*Requirement*. Reproduce each of the items below verbatim, omitting the pictures from your reproduction.

START Provided records

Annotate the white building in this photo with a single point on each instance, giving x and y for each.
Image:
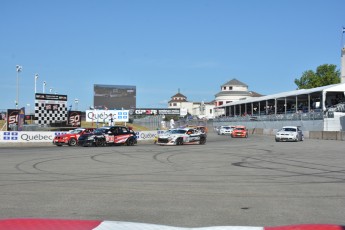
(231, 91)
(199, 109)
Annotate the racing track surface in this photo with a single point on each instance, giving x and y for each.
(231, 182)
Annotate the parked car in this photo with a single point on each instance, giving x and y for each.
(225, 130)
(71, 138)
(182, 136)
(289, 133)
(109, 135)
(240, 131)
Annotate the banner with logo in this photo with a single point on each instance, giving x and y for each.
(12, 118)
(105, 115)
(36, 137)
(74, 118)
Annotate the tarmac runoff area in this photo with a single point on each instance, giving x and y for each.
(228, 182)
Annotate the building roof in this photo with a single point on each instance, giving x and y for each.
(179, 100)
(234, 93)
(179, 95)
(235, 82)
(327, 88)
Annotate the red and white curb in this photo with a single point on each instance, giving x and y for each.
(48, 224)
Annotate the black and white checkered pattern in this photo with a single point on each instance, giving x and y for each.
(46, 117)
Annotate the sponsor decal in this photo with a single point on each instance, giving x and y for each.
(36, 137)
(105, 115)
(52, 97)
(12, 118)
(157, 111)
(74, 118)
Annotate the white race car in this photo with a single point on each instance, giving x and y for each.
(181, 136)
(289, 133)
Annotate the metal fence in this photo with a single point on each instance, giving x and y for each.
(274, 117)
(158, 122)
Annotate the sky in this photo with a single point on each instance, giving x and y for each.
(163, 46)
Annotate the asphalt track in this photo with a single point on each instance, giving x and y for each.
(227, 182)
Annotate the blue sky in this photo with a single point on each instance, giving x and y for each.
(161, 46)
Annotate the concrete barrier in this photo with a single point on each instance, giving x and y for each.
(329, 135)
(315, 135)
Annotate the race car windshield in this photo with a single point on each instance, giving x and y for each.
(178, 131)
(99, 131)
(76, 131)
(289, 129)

END Provided records

*Response below*.
Annotate the white building in this photo with a single point on each instance, giving x and y for each.
Image:
(231, 91)
(199, 109)
Annotate the racing track surface in this photo with a single point on each instance, giving x and y for each.
(231, 182)
Annotate the parked car in this photo with a single point on each instance, giving x and y for each.
(225, 130)
(71, 138)
(182, 136)
(289, 133)
(109, 135)
(240, 131)
Annotate the banner with logo in this photo with a single point on each instance, giving x and y for each.
(12, 118)
(105, 115)
(36, 137)
(74, 118)
Annotate the tarmac runoff area in this photo with a single point on each instance, giving x and y for each.
(228, 182)
Annotate the building roof in this photo with a single point on each instance, giving x and y for each.
(179, 100)
(234, 93)
(179, 95)
(235, 82)
(327, 88)
Annotate the red and white curb in this photo with a single point on each instance, giving x and y for each.
(48, 224)
Annotate the black and white checkered pattern in this photo with a single point on each instance, giving x and y for each.
(46, 117)
Annotate the sponsor decal in this photo with a single point on each instance, giving x and y for each.
(36, 137)
(105, 115)
(52, 97)
(12, 118)
(157, 111)
(74, 118)
Annotate the white race car in this photo with a single point on each instance, giving x and y for each.
(181, 136)
(289, 133)
Annotate the metal fence in this photo with a single point on each instance, giving x and y for each.
(274, 117)
(158, 122)
Annotate the sky in this photo with a single point on each instance, giving x and y for each.
(163, 46)
Annotate the asphalt track in this photo with a single point on each instance, giving x and y for each.
(227, 182)
Annotate the blue sky in this photo with a single point on each instance, giving x and y for each.
(161, 46)
Annotate the concrete barrier in this photo with a single point on each instance, giving x and y for each.
(329, 135)
(315, 135)
Annotate the race car windshield in this photo with a single point on each instance, giving x and y for each.
(178, 131)
(99, 131)
(76, 131)
(289, 129)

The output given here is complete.